▶ EXERCISES
1 - In the blog post about the bing.com advert, what did the writer type into the search engine?
2 - Decide whether each statement agrees with the blog post about the bing.com advert: (a) The passer-by in the advert wears a suit. (b) The writer's search returned mostly irrelevant results. (c) The woman in the advert is walking alone.
[Opening SOURCE PASSAGE section]
Wednesday, August 18, 2010

THE IDIOT ENGINE

A woman is walking through a station concourse with her child when she asks a passer-by for the easiest way to Euston Station in London. The passer-by, a seemingly normal gentleman in a suit, proceeds to shout about eustachian tubes before blabbering on about something else that results in his doing an impression of a monkey. Several other people on the concourse join in.

Now, this is apparently how searching the internet had been until bing.com came along. Really, this is their current television advert. You would ask for the best route to Euston and every internet search engine in the world ever would reply with a medical examination of your eustachian tubes followed by an impression of a monkey flinging feces at your face. Or so the bing.com people would have us believe.

So I tried it. I went to a popular search engine (rhymes with poogle, other search engines are available) and typed in "Euston Station". Lo and behold, "poogle" gave me a page full of information about... Euston Station, all of which was relevant. Ta-da!

So, I'm not quite getting the bing.com advert's point. All I can get out of this advert is that if I search for "Euston Station" on their search engine they'll end up flinging feces at me until I go elsewhere. Which seems to be unnecessary.
[Closing SOURCE PASSAGE section]
[Opening PROVIDED INFORMATION section]
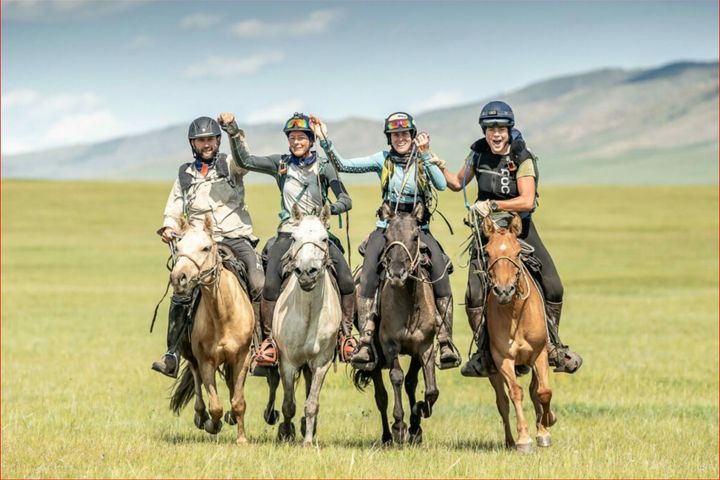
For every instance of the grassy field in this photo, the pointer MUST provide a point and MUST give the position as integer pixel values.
(82, 270)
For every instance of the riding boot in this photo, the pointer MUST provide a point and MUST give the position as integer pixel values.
(178, 315)
(265, 356)
(364, 358)
(481, 363)
(449, 354)
(346, 343)
(559, 355)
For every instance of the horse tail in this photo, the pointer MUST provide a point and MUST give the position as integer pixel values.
(183, 391)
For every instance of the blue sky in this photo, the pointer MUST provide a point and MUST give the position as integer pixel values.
(80, 71)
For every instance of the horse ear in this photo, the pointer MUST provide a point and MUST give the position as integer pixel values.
(419, 211)
(516, 224)
(325, 216)
(387, 212)
(296, 213)
(488, 226)
(207, 224)
(183, 224)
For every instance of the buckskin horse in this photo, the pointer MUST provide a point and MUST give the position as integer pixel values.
(407, 326)
(220, 335)
(517, 332)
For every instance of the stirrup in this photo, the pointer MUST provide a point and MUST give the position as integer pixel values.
(346, 348)
(161, 366)
(564, 360)
(476, 367)
(366, 365)
(266, 354)
(449, 362)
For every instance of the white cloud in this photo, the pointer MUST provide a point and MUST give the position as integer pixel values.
(217, 66)
(198, 20)
(84, 127)
(278, 112)
(439, 100)
(317, 22)
(51, 11)
(140, 41)
(18, 98)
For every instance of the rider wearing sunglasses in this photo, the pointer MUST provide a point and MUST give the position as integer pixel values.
(397, 168)
(303, 179)
(506, 173)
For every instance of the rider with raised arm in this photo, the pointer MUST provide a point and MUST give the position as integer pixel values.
(398, 170)
(303, 179)
(507, 174)
(208, 185)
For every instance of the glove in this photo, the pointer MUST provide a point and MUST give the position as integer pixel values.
(482, 208)
(227, 123)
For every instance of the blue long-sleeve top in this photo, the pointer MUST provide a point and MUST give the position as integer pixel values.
(400, 178)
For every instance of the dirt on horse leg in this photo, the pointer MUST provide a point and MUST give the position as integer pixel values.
(399, 428)
(214, 423)
(201, 414)
(238, 393)
(312, 402)
(286, 430)
(507, 369)
(503, 405)
(381, 402)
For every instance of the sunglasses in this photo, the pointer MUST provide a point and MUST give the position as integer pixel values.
(297, 123)
(399, 123)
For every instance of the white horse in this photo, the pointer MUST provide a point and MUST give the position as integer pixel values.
(307, 320)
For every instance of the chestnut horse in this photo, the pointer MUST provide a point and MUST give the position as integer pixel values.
(221, 331)
(518, 335)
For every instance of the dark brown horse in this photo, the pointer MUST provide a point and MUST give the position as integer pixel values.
(407, 327)
(518, 335)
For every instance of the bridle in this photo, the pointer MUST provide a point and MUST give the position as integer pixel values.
(519, 271)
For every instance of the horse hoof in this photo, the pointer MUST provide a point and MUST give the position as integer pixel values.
(271, 416)
(212, 428)
(416, 438)
(543, 440)
(422, 409)
(230, 418)
(524, 447)
(286, 432)
(200, 419)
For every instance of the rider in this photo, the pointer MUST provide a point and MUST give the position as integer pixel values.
(401, 190)
(507, 174)
(303, 178)
(208, 185)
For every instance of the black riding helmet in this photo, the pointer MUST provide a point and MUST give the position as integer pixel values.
(400, 122)
(497, 114)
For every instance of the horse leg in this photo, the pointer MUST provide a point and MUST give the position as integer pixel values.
(411, 381)
(503, 405)
(308, 376)
(381, 402)
(271, 415)
(207, 373)
(507, 369)
(201, 414)
(312, 402)
(542, 395)
(238, 394)
(399, 428)
(286, 430)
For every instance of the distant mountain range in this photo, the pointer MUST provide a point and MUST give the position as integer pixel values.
(644, 126)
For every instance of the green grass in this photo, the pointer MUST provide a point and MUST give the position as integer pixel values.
(82, 270)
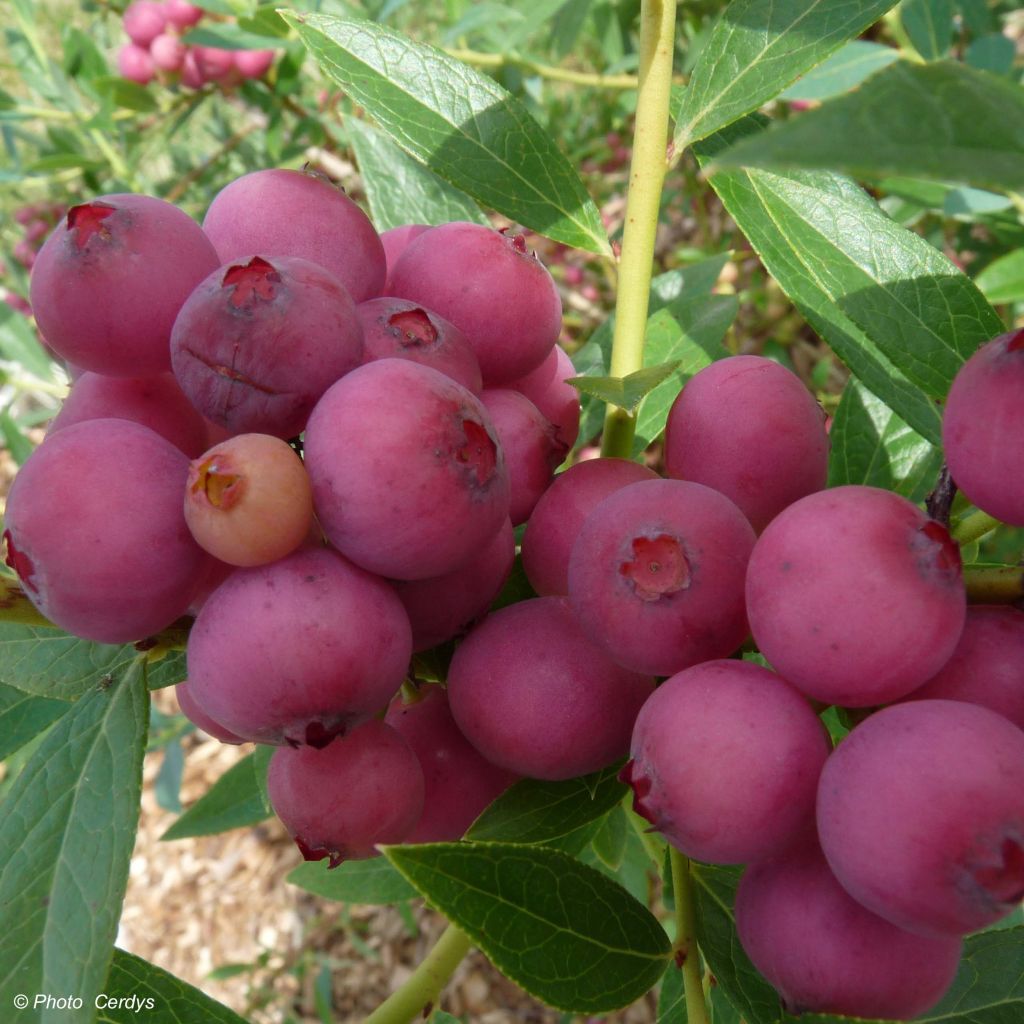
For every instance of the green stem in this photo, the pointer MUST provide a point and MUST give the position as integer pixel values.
(973, 525)
(421, 991)
(647, 171)
(685, 948)
(994, 584)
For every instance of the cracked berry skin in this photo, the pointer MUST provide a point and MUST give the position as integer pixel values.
(855, 596)
(409, 477)
(824, 952)
(983, 409)
(656, 576)
(110, 281)
(725, 762)
(259, 341)
(95, 530)
(340, 801)
(403, 330)
(492, 288)
(532, 694)
(290, 213)
(299, 650)
(921, 814)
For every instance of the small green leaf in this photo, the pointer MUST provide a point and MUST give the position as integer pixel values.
(845, 70)
(568, 935)
(464, 126)
(399, 189)
(929, 24)
(129, 95)
(1003, 280)
(23, 717)
(993, 53)
(689, 332)
(870, 444)
(758, 48)
(137, 990)
(49, 663)
(67, 833)
(901, 315)
(373, 881)
(235, 801)
(715, 892)
(626, 392)
(531, 811)
(943, 121)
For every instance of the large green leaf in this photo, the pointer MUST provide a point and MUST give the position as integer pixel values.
(871, 444)
(373, 881)
(67, 834)
(233, 801)
(48, 663)
(464, 126)
(900, 314)
(564, 932)
(399, 189)
(929, 24)
(715, 892)
(137, 990)
(757, 49)
(843, 71)
(943, 121)
(532, 811)
(1003, 280)
(23, 717)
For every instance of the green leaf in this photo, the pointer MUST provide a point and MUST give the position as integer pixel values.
(715, 892)
(609, 841)
(688, 332)
(531, 811)
(845, 70)
(568, 935)
(943, 121)
(870, 444)
(1003, 280)
(757, 49)
(49, 663)
(159, 996)
(67, 834)
(373, 881)
(129, 95)
(929, 24)
(464, 126)
(901, 315)
(399, 189)
(235, 801)
(626, 392)
(24, 717)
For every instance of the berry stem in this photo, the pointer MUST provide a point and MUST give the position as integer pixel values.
(647, 170)
(419, 994)
(685, 947)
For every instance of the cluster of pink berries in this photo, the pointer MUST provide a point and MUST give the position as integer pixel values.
(156, 27)
(37, 219)
(422, 372)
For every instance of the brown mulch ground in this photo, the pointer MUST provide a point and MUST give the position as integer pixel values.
(200, 905)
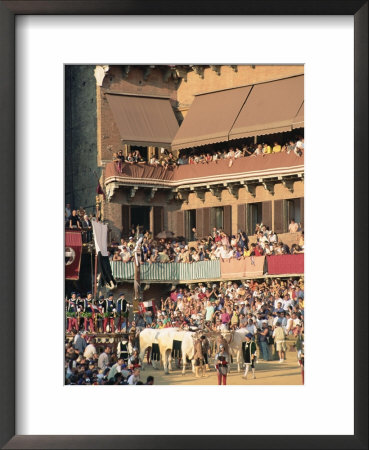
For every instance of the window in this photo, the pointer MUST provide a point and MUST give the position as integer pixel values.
(190, 222)
(216, 217)
(254, 216)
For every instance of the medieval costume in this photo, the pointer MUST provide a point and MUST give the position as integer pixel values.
(249, 354)
(221, 365)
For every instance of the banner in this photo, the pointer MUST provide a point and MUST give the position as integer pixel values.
(73, 252)
(286, 264)
(250, 267)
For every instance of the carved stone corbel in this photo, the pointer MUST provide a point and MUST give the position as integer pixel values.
(170, 195)
(147, 72)
(232, 189)
(200, 193)
(199, 70)
(181, 73)
(110, 189)
(268, 186)
(287, 183)
(126, 70)
(183, 195)
(250, 188)
(216, 191)
(216, 69)
(132, 192)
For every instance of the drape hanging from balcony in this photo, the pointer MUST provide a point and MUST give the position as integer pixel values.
(144, 121)
(272, 107)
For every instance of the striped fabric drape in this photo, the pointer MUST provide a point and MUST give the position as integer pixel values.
(168, 272)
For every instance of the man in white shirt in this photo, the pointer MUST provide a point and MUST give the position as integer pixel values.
(90, 350)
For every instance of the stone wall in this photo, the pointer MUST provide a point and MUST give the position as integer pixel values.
(80, 137)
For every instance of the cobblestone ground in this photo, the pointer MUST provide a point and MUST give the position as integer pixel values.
(267, 373)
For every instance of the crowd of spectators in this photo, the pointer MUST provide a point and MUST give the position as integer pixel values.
(267, 309)
(84, 366)
(218, 245)
(199, 156)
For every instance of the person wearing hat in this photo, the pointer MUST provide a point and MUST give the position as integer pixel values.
(80, 310)
(221, 365)
(110, 309)
(71, 312)
(122, 310)
(101, 309)
(88, 308)
(198, 358)
(249, 355)
(299, 344)
(134, 361)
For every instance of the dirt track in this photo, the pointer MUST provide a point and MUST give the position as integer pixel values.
(267, 373)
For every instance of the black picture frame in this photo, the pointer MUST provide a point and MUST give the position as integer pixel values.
(8, 12)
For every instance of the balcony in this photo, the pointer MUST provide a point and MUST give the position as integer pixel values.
(216, 175)
(217, 270)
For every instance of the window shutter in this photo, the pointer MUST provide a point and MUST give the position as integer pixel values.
(241, 217)
(179, 226)
(279, 219)
(200, 222)
(302, 212)
(227, 219)
(126, 213)
(266, 214)
(158, 219)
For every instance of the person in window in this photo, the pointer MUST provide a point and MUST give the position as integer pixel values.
(291, 146)
(293, 226)
(74, 221)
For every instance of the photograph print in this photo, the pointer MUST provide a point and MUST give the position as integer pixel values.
(184, 224)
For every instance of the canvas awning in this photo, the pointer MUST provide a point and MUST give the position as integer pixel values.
(144, 121)
(270, 108)
(210, 118)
[Closing PROVIDED INFORMATION section]
▶ ACTIVITY ANSWERS
1 - "Euston Station"

2 -
(a) Yes: "a seemingly normal gentleman in a suit"
(b) No: "all of which was relevant"
(c) No: "walking through a station concourse with her child"